• TEXTO FORNECIDO
++++++

Além do poeta modernista, muitas das afinidades literárias da autora desfilam nas epígrafes  que abrem todos os seus poemas: Fernando Pessoa, Sophia de Mello Breyner, Guimarães Rosa, Drummond, e tantos  outros altíssimos nomes. Ao nos revelar os padroeiros  da sua poesia, Dalila confirma que todos os poetas se constroem  não só da sua vocação e sensibilidade, mas de tudo o que leem e vão absorvendo, conscientemente ou não, ao longo do seu itinerário existencial.
Neste memorial, Dalila Teles Veras dá relevo  ao mundo da infância, lugar de impossível regresso:
O regresso
(ainda que da memória seja
o mergulho
vertical e fundo)
é paz impossível.
(in  A Ilha à minha porta amarrada)
 Forte e densa, tecida com a   exatidão das palavras essenciais,  assim é a poesia de Dalila Teles Veras, de contido sentimento , como contida foi a sua Educação pelo silêncio (pg. 23):  
“Rosto vincado/palavras poucas/a avó (...) em silêncio(...) 
as palavras inauditas(...)
em silencio, celebrávamos/o pacto de sangue/
 na pedra firmado, código/para enfrentar sortilégios.”
Esse código de silencio, para enfrentar sortilégios me parece ser a chave da poesia de Dalila Teles Veras. Escassez descrita no poema do mesmo título:
consumo escasso
diversão escassa
existir escasso (...)

Ecos de escassez que , de resto, marcam a sua escrita:
 (...) Na austeridade da arca
 a casa
 reduzida ao essencial.
(in  Bagagem )

No final do livro Dalila nos revela a sua Caderneta de Anotações, datadas de maio de 2012, por ocasião de uma viagem à Ilha da Madeira. Ali encontramos certamente muitas das matrizes dos poemas de “Solidões da Memória”. Todavia, mais do que nessas breves anotações, sentimos  que os  “ rizomas”  da sua profunda  insularidade , ela os foi buscar  no inominável espaço onde guarda as cicatrizes e pegadas da sua história.

++++++

• DESAFIO
Copie por inteiro o texto acima sobre a poesia de Dalila Teles Veras, sem mudar nada.

++++++

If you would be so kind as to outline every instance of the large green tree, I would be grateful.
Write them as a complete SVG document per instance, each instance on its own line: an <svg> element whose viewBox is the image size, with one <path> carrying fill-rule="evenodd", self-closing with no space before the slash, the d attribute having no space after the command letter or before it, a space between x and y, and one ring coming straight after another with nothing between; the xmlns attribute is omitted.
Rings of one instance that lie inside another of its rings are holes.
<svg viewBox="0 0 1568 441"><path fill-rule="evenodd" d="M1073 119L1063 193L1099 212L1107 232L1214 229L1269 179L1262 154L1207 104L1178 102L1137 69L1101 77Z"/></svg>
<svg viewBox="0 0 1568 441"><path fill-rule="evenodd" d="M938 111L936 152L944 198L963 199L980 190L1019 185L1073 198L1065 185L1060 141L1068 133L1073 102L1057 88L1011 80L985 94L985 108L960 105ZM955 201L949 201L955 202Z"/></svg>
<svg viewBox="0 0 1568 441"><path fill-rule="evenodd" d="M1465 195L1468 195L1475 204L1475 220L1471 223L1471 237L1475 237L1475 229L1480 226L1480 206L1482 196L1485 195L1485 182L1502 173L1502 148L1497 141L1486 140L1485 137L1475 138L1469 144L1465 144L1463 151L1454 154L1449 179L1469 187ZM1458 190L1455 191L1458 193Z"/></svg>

++++++

• SOLUÇÃO COMPLETA
Além do poeta modernista, muitas das afinidades literárias da autora desfilam nas epígrafes  que abrem todos os seus poemas: Fernando Pessoa, Sophia de Mello Breyner, Guimarães Rosa, Drummond, e tantos  outros altíssimos nomes. Ao nos revelar os padroeiros  da sua poesia, Dalila confirma que todos os poetas se constroem  não só da sua vocação e sensibilidade, mas de tudo o que leem e vão absorvendo, conscientemente ou não, ao longo do seu itinerário existencial.
Neste memorial, Dalila Teles Veras dá relevo  ao mundo da infância, lugar de impossível regresso:
O regresso
(ainda que da memória seja
o mergulho
vertical e fundo)
é paz impossível.
(in  A Ilha à minha porta amarrada)
 Forte e densa, tecida com a   exatidão das palavras essenciais,  assim é a poesia de Dalila Teles Veras, de contido sentimento , como contida foi a sua Educação pelo silêncio (pg. 23):  
“Rosto vincado/palavras poucas/a avó (...) em silêncio(...) 
as palavras inauditas(...)
em silencio, celebrávamos/o pacto de sangue/
 na pedra firmado, código/para enfrentar sortilégios.”
Esse código de silencio, para enfrentar sortilégios me parece ser a chave da poesia de Dalila Teles Veras. Escassez descrita no poema do mesmo título:
consumo escasso
diversão escassa
existir escasso (...)

Ecos de escassez que , de resto, marcam a sua escrita:
 (...) Na austeridade da arca
 a casa
 reduzida ao essencial.
(in  Bagagem )

No final do livro Dalila nos revela a sua Caderneta de Anotações, datadas de maio de 2012, por ocasião de uma viagem à Ilha da Madeira. Ali encontramos certamente muitas das matrizes dos poemas de “Solidões da Memória”. Todavia, mais do que nessas breves anotações, sentimos  que os  “ rizomas”  da sua profunda  insularidade , ela os foi buscar  no inominável espaço onde guarda as cicatrizes e pegadas da sua história.